> What the exercise asks: Please name the disinfectant that, according to the introduction on dye pollution, reacts with chemicals left in industrial discharge to form carcinogenic by-products.

> Extract to read:

● ● ● ● ● ● ●

1 Introduction

Since the beginning of the twenty-first century, concerns associated with the discharge of household wastewater and toxic chemicals directly into rivers, ponds, lakes, etc. have gained universal attention. The presence of these toxic chemicals and pathogenic bacteria inside aquatic systems ultimately causes various life-threatening diseases in all forms of creatures. Even though all production-oriented industries are fairly responsible for this problem, but the heavy discharge of non-biodegradable organic dyes especially from photographic and textile-based industries is the major contaminant [1]. The chemicals left in industrial discharge react with other disinfectants, notably chlorine, to form carcinogenic by-products [2]. In addition, the colloidal matter attached with colorful dyes increases the foul smell and turbidity, which prevents deep penetration of sunlight along with reduced levels of oxygenation inside water bodies, finally upsetting the biological cycle of aquatic life. Being a part of the scientific community, it is our paramount responsibility to find workable solutions without hampering ongoing industrial growth. To date, researchers have employed several physical methods, including reverse osmosis, coagulation, aerobic and anaerobic biological treatment, and use of adsorbents to remove harmful dyes, such as methylene blue (MB), rose bengal (RB), phenol red (PR), para nitrophenol (PNP), methyl orange (MO), and azo dyes [3]. All these methods are either expensive or tunable only to low levels of contaminant concentration in comparison to metal oxide semiconductor–based photocatalysis.

● ● ● ● ● ● ●

> Saved entries:
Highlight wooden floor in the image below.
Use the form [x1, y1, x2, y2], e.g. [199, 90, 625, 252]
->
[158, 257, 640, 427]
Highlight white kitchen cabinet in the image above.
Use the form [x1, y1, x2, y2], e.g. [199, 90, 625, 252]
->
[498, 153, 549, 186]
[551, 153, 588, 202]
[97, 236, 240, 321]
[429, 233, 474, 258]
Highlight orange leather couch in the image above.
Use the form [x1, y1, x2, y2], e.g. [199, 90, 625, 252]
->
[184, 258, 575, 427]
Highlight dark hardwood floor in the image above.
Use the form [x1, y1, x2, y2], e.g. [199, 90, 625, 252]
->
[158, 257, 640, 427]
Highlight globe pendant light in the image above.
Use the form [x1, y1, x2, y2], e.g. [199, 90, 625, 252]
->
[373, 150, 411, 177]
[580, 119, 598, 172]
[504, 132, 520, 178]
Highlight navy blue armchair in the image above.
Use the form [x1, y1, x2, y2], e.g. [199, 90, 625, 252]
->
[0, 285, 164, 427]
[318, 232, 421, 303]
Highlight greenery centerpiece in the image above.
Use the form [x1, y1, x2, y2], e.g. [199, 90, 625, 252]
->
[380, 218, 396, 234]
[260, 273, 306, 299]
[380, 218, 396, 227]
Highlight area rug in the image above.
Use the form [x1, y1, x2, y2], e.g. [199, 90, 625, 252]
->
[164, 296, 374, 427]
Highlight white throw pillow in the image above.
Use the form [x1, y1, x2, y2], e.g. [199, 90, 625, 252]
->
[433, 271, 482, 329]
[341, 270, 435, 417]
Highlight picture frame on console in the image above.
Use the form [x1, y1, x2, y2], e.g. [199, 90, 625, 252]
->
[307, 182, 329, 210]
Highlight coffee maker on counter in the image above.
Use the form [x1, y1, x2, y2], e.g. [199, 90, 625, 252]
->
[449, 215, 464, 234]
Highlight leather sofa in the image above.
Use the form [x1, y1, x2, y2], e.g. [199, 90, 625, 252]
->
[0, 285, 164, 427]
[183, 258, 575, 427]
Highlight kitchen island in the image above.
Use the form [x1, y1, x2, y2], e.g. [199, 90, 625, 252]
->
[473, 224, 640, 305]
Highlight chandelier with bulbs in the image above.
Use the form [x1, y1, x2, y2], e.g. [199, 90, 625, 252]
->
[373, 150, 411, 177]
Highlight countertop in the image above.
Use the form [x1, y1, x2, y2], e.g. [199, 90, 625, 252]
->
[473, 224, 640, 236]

● ● ● ● ● ● ●

> Response for this exercise: Chlorine.